→ **DOCUMENT SEGMENT**
━━━
Japanese productivity and quality standards have fired the imagination of American managers, but until now there has been little explanation of how to do it -- how to apply Japanese methods at the actual operating level of U.S. manufacturing plants.

This book shows you how, exposing otherwise well-informed westernized readers to a new world of management ideas. Author Richard J. Schonberger demonstrates that the Japanese formula for success is based on a number of specific, interrelated techniques -- stunning in their simplicity -- and he shows how these techniques can be put to work in American industries today.

Here, in a clear, handbook format, are nine "lessons" for American manufacturers, introducing scores of techniques aimed at simplifying the overly-complex purchasing, inventory, assembly-fine, and quality-control processes of U.S. firms.

At the heart of Japanese manufacturing success are two overlapping strategies: "just-in-time" production and "total quality control." Some American manufacturers already know a little about these methods, but Richard Schonberger provides the most comprehensive description of these techniques available: how they developed, how they all fit together, why they are so potent, and how they "snowball" -- unleashing a powerful chain reaction of productivity and quality control improvements each time more simplification is introduced.

Japanese Manufacturing Techniques will change the way you think. Much of the received wisdom of American management -- "just-in-case" order quantities, statistical sampling for quality Control, and large inventory buffer stocks, for example -- is dismissed by the Japanese as muri, muda, mura: excess, waste, unevenness. In many cases, the Japanese technique is exactly the opposite of American practice ("just-in-time" ordering, quality control at the source, and elimination of buffer stocks altogether).

By emphasizing practical techniques, Schonberger shows how you can implement new methods right away -- without waiting for government policy or market conditions or worker behavior to change. The techniques themselves will improve your productivity and quality, provide strategic advantages in gaining market share, and transform worker behavior. And the author backs his nine lessons with concrete examples of how Japanese techniques are being applied in U.S. plants today.

Nearly 20 tables and figures illustrate the "lessons" given here, and a special appendix describes in full the Toyota-developed kanban inventory system, with the first explanation in English of single-card versus dual-card kanban.

This remarkable book carries you beyond theories and concepts. It's for practical managers who want results: better quality control and greater productivity. Implement these simple steps, and you can begin improving your division's performance now.
━━━
→ **TASK LIST**
1. Translate the following sentence from the book description into French: "This remarkable book carries you beyond theories and concepts."
2. Reproduce everything in the book description from "This remarkable book" down to "division's performance now.", substituting "company's" for "division's".

→ **Pointing and labeling entries**
━━━
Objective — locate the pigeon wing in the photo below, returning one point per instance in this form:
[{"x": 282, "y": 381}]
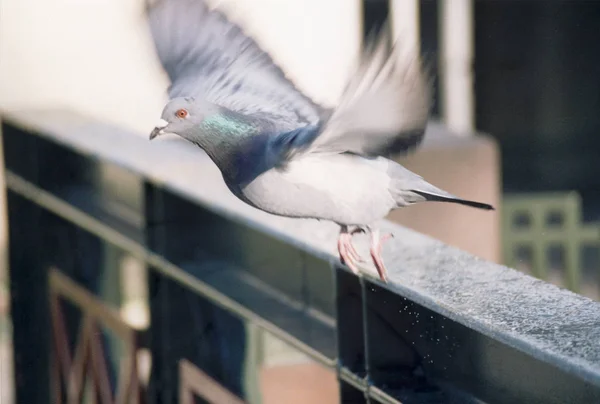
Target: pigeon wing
[
  {"x": 385, "y": 107},
  {"x": 207, "y": 56},
  {"x": 383, "y": 111}
]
━━━
→ **SOLUTIONS TO THE TASKS**
1. Ce livre remarquable vous emmène au-delà des théories et des concepts.

2.
This remarkable book carries you beyond theories and concepts. It's for practical managers who want results: better quality control and greater productivity. Implement these simple steps, and you can begin improving your company's performance now.